▸ Given request
Copy the entries below word for word, from the line containing "Shot-chart prep: mark the stone bridge" through the line containing "column 762, row 360", including both of those lines, and nothing else.

■ ■ ■

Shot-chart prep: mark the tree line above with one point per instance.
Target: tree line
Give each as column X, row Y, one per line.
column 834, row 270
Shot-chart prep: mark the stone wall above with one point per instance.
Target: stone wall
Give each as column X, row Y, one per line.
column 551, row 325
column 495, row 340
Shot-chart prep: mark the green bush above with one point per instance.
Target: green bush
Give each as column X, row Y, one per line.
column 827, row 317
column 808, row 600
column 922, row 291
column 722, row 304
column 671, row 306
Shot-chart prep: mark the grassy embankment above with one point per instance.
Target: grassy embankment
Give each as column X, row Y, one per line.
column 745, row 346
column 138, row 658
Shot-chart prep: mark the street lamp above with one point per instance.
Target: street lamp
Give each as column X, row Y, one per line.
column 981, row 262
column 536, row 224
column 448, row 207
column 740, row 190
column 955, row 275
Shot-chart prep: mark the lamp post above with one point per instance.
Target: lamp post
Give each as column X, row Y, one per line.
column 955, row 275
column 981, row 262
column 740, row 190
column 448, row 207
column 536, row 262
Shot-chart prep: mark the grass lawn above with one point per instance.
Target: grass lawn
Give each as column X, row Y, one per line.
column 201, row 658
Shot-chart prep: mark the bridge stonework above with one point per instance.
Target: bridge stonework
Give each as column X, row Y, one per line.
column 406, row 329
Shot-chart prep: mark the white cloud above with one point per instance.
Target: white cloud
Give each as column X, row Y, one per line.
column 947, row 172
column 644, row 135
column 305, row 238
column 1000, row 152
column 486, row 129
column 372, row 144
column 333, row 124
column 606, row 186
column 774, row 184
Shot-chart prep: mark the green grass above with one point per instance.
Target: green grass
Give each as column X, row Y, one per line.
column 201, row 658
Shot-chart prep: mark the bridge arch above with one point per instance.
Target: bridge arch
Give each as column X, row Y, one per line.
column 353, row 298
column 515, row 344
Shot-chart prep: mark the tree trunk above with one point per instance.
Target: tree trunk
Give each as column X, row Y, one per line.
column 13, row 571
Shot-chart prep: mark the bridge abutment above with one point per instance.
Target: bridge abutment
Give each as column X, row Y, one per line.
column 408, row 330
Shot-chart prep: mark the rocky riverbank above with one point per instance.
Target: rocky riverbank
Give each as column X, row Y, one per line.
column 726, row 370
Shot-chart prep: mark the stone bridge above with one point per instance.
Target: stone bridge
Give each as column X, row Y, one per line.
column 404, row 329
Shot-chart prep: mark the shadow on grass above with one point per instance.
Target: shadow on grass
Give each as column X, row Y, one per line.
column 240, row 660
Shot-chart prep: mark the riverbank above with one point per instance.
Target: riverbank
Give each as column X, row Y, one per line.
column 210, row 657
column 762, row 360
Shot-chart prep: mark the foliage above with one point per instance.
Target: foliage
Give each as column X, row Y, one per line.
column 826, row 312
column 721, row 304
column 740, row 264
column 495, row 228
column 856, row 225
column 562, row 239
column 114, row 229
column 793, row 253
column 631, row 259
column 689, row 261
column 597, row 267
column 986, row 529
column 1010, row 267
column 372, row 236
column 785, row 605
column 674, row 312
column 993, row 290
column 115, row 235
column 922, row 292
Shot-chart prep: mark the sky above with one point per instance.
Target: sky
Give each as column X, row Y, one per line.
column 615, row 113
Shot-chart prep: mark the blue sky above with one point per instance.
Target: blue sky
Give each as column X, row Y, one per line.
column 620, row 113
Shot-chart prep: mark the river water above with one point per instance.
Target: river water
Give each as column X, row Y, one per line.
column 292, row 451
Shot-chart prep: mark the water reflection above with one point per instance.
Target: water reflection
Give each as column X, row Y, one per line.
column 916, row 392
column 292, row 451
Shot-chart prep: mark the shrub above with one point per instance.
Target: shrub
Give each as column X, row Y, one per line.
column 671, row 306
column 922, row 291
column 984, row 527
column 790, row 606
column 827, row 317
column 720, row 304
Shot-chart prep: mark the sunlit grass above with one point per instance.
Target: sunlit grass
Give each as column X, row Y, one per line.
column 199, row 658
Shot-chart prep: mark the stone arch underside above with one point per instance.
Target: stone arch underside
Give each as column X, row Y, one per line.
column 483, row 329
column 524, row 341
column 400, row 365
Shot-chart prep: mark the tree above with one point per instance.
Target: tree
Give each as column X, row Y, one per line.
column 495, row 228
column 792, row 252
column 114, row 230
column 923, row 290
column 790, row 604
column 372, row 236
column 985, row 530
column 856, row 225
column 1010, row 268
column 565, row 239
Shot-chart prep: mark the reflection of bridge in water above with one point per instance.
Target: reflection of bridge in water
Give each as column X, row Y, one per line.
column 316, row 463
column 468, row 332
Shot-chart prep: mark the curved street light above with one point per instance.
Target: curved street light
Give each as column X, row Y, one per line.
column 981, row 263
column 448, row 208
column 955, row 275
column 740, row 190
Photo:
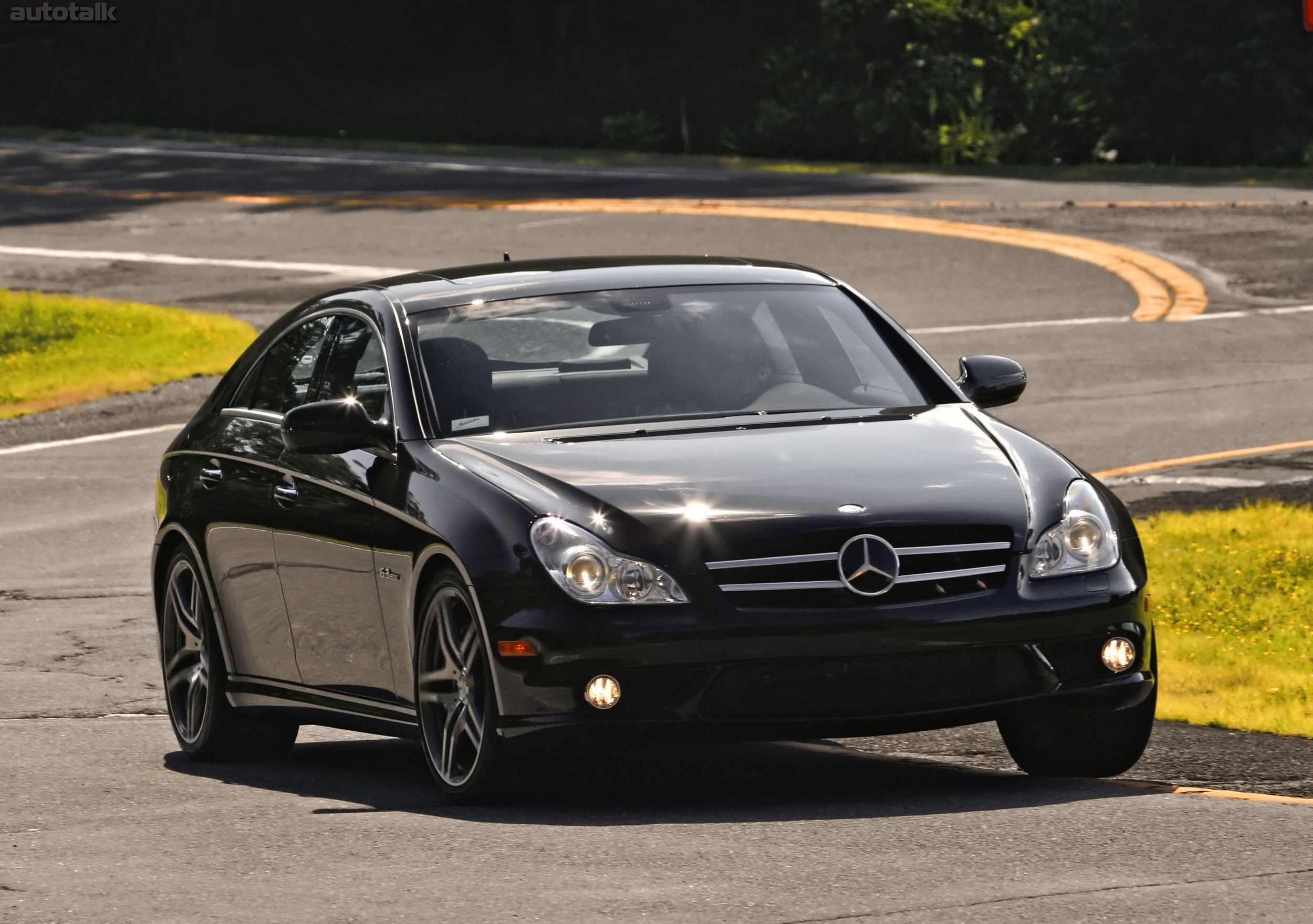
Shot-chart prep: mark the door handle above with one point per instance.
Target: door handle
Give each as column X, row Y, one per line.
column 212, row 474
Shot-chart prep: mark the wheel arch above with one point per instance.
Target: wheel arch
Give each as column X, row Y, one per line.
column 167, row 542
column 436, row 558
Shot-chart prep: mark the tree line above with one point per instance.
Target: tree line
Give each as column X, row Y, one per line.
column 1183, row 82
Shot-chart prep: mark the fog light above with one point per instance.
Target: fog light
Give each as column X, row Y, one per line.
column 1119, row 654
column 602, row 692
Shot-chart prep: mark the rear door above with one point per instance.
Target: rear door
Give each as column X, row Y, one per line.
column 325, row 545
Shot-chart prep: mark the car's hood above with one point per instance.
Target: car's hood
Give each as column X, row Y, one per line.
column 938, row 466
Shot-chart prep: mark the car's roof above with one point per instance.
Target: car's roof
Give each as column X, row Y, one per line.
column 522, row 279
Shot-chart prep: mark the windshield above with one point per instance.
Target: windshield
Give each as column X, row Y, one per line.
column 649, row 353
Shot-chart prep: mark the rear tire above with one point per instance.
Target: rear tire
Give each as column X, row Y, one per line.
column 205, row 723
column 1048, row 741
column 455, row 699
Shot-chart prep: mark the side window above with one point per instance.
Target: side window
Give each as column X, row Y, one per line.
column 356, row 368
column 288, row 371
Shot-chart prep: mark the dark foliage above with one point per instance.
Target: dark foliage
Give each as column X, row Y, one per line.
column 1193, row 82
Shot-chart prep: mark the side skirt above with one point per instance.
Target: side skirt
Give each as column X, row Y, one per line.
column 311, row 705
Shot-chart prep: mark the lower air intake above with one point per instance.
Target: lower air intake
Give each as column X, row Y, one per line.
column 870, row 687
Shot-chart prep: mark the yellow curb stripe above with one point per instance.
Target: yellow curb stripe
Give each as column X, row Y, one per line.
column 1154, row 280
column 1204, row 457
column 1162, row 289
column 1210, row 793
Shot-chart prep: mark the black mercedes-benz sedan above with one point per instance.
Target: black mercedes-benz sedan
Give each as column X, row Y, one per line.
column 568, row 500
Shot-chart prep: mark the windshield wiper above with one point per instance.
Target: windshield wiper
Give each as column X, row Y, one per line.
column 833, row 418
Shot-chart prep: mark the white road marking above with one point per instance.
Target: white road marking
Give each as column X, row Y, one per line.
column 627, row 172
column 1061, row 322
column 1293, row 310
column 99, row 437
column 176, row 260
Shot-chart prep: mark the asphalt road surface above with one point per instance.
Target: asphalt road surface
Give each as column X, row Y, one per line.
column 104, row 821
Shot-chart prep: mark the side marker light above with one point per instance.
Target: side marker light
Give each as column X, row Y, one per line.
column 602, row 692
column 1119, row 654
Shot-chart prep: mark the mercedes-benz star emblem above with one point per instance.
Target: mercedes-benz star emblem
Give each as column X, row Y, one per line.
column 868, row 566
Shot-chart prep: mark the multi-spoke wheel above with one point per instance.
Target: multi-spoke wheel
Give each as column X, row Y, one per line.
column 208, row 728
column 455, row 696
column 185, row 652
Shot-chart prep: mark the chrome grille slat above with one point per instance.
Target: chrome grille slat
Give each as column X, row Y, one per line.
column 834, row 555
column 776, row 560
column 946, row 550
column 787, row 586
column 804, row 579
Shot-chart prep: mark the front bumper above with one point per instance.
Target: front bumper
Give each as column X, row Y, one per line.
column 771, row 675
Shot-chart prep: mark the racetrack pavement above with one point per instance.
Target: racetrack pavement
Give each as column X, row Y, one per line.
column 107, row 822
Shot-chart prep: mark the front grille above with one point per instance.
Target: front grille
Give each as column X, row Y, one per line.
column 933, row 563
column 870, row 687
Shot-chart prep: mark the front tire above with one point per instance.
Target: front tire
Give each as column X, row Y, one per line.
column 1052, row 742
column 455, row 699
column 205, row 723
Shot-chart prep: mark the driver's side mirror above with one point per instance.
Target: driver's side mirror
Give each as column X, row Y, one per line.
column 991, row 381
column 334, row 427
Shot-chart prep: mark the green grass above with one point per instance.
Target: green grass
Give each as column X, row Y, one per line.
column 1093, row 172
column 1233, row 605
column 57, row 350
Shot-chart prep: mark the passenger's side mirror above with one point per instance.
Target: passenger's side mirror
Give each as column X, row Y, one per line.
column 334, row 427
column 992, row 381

■ ■ ■

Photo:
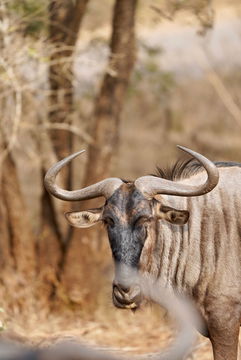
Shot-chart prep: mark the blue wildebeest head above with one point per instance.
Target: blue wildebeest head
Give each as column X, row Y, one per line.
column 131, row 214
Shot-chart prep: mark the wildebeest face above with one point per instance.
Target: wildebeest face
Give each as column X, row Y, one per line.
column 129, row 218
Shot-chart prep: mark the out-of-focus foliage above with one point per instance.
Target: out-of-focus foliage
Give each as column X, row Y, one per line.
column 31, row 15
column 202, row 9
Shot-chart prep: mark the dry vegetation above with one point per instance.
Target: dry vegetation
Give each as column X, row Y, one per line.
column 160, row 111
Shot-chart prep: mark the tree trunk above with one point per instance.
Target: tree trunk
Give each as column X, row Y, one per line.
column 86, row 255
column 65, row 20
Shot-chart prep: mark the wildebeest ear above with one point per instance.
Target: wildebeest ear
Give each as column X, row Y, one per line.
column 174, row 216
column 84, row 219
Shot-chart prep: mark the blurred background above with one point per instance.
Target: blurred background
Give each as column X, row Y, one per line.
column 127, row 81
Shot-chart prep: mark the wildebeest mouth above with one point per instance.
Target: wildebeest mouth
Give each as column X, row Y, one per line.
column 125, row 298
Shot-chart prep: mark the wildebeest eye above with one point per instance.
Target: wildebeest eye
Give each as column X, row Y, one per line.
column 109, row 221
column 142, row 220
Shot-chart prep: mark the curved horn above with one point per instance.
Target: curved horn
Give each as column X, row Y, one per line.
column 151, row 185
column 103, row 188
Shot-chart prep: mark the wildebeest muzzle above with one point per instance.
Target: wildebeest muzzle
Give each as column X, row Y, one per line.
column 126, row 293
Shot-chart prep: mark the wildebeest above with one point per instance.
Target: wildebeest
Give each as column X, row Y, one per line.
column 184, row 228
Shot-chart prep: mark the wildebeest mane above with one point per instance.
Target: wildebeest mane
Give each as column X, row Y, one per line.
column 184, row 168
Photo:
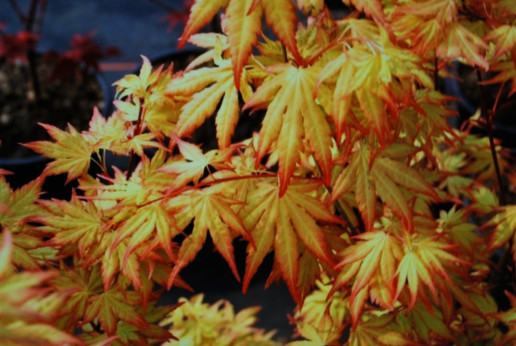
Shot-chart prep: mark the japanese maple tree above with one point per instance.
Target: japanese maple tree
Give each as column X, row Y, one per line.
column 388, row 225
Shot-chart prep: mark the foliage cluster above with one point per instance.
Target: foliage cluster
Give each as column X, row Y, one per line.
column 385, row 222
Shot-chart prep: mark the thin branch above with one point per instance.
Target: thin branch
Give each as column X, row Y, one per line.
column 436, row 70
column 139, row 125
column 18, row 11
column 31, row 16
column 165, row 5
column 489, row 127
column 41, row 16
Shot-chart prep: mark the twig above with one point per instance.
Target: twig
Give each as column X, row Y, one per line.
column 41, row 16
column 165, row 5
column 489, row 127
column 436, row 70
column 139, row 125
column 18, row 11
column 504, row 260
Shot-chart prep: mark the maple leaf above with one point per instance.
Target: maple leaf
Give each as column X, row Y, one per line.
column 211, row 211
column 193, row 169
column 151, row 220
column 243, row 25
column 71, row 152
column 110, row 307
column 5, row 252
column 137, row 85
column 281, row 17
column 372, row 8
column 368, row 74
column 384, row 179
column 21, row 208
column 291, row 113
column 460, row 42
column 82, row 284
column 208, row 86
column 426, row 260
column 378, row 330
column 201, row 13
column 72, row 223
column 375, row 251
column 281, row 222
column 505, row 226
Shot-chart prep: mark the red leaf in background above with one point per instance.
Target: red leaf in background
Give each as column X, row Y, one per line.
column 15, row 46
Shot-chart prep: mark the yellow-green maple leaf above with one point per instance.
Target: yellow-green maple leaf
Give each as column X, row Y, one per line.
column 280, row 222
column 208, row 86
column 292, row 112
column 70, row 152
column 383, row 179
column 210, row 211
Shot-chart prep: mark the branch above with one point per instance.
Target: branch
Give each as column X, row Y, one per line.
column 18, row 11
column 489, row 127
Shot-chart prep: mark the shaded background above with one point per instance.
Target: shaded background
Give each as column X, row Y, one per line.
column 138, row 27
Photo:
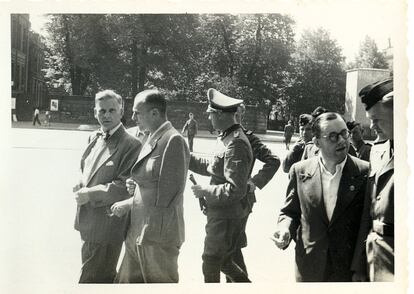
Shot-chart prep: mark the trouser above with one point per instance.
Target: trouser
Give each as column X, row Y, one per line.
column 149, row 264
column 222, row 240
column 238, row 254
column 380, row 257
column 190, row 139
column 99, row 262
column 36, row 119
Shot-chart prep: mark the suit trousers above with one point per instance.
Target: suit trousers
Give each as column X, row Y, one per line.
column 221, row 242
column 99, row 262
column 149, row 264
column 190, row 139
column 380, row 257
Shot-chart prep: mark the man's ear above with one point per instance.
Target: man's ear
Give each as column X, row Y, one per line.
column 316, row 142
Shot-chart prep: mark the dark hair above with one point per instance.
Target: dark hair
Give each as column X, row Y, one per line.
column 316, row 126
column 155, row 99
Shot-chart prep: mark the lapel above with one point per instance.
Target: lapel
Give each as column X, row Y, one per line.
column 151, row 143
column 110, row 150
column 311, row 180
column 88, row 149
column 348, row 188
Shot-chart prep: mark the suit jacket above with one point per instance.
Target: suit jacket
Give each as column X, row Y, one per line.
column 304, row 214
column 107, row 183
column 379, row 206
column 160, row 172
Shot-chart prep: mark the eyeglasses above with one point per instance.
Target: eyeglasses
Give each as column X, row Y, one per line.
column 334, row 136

■ ■ ■

▸ Response to this task
Shot-chart prep: mark the stone bridge above with one point per instance.
Target: stone bridge
Give each as column X, row Y, one per line.
column 404, row 329
Shot-chart prep: mark the shadow on grass above with one point per instance.
Target: shadow on grass
Give each as column X, row Y, one per line.
column 240, row 660
Shot-chart prep: mark the riverbank above with one point per instance.
Target: riverbank
Give each as column X, row Y, one per line.
column 210, row 657
column 762, row 360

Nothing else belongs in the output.